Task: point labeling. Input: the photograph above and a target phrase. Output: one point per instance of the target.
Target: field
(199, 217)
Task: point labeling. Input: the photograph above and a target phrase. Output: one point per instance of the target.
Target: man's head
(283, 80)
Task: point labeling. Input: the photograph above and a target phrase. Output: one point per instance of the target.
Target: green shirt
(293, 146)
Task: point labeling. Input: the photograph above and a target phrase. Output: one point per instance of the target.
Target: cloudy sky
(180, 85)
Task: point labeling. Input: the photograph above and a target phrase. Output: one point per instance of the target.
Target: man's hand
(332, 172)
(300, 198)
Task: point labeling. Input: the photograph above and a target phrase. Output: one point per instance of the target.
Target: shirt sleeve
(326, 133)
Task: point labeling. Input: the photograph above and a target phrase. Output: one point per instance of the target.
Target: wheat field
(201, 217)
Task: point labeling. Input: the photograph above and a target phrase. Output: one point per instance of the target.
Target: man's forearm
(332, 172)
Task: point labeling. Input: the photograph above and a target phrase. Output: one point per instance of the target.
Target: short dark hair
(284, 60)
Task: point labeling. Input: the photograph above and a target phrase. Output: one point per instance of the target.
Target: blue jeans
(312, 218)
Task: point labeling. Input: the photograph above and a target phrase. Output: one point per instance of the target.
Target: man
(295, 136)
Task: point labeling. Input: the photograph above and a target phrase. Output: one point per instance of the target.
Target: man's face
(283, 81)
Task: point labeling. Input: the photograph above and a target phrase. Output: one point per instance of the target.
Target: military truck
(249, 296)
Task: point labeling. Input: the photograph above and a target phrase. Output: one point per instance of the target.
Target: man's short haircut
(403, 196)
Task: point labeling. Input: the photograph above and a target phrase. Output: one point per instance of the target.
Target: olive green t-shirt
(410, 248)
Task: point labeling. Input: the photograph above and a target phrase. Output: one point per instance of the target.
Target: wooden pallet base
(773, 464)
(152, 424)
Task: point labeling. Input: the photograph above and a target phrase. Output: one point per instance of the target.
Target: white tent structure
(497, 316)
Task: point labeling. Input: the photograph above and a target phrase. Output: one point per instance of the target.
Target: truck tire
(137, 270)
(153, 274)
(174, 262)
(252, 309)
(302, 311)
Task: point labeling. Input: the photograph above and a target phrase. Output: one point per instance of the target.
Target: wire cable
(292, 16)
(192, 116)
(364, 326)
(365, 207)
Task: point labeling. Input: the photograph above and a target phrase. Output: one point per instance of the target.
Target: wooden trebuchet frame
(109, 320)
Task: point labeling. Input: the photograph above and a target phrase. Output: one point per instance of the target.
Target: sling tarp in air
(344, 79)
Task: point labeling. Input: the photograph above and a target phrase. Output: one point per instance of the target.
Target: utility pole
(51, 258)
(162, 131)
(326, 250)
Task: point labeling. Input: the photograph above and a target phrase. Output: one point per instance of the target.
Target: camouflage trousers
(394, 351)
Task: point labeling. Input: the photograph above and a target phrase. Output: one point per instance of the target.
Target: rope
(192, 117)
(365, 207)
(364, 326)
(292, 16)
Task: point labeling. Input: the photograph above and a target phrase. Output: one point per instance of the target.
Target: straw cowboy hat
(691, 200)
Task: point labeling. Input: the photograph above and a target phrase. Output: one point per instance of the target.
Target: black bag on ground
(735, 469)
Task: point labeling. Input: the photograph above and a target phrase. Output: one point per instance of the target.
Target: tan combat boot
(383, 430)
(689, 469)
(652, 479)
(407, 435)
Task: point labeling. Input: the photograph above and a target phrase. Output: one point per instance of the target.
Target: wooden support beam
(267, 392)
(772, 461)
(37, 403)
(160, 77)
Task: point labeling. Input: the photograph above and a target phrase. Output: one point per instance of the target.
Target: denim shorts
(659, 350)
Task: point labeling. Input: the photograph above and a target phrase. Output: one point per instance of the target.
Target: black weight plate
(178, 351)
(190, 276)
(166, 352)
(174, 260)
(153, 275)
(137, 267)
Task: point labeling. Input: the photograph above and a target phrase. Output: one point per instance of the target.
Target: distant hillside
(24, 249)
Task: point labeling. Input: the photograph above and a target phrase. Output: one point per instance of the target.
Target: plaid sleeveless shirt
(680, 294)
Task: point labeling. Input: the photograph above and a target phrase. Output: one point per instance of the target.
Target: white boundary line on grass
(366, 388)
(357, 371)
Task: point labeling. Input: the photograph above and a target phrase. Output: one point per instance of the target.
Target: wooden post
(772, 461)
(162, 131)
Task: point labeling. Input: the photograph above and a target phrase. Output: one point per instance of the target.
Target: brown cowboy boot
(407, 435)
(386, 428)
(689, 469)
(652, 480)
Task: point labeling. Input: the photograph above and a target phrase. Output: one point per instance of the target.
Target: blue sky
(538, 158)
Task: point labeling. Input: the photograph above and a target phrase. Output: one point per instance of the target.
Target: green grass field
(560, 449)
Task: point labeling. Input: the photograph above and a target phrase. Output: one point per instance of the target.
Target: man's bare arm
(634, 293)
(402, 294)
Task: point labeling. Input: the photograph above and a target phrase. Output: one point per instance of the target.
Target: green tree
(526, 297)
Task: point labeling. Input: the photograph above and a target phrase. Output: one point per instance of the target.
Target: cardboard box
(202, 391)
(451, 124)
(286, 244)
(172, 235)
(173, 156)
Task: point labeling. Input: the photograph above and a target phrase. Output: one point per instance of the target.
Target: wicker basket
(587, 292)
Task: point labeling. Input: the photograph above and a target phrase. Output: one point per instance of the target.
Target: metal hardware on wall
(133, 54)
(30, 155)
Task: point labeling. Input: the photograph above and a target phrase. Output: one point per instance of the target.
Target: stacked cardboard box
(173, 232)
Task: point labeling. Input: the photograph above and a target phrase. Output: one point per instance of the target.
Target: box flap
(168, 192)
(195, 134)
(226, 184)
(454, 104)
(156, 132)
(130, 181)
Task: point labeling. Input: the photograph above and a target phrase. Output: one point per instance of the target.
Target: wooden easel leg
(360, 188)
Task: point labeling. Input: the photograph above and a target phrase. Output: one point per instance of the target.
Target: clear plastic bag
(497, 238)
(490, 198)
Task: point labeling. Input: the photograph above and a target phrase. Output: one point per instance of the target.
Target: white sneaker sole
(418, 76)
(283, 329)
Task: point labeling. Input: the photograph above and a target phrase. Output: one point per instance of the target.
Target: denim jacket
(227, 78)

- - -

→ **TASK TO CARRY OUT**
Find every line in the material above that contains the word "denim", and copy each one. Case counts.

→ **RESPONSE TO THIS TASK**
Target: denim shorts
Target: denim jacket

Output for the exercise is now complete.